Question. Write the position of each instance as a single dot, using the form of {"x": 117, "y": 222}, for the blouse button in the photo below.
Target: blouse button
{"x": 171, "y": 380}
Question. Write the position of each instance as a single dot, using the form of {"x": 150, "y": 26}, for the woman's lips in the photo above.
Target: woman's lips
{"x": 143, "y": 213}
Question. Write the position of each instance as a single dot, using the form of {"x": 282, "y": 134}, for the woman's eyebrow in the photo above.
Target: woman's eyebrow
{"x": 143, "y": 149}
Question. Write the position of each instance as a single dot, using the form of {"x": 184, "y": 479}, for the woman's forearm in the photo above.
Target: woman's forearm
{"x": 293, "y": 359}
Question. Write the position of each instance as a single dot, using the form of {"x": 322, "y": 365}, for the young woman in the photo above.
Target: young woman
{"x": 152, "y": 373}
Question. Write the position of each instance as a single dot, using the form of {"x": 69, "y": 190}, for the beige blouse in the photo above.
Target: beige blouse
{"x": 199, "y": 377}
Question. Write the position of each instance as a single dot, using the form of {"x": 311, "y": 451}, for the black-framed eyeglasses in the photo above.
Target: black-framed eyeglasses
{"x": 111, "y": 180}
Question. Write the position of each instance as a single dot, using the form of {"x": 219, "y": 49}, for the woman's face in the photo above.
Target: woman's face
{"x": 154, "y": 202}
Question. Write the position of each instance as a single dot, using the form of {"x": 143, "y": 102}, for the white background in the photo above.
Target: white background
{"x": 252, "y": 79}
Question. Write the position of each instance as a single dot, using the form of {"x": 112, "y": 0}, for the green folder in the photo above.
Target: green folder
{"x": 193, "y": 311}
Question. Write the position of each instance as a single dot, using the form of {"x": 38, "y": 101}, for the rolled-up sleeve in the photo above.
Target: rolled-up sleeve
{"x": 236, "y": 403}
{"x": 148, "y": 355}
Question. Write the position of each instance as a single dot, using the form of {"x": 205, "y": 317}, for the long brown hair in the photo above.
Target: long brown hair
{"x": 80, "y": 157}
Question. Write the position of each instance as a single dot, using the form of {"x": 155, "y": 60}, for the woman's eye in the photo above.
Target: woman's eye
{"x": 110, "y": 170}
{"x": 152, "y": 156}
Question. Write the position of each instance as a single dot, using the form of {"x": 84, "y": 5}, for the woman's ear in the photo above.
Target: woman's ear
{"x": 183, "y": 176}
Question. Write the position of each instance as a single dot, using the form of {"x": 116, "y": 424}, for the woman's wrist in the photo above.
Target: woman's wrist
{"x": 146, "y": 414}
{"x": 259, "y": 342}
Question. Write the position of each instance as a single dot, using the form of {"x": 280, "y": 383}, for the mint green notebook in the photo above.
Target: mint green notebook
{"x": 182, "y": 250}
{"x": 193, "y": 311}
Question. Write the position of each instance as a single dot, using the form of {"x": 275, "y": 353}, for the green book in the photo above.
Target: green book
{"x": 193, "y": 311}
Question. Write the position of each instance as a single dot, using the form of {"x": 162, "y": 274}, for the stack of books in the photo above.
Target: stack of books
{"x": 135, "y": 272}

----------

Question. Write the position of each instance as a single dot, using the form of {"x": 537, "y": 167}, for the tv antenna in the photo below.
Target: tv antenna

----------

- [The problem]: From the records above, count the lines that contain "antenna". Only the number should be written.

- [Your response]: 2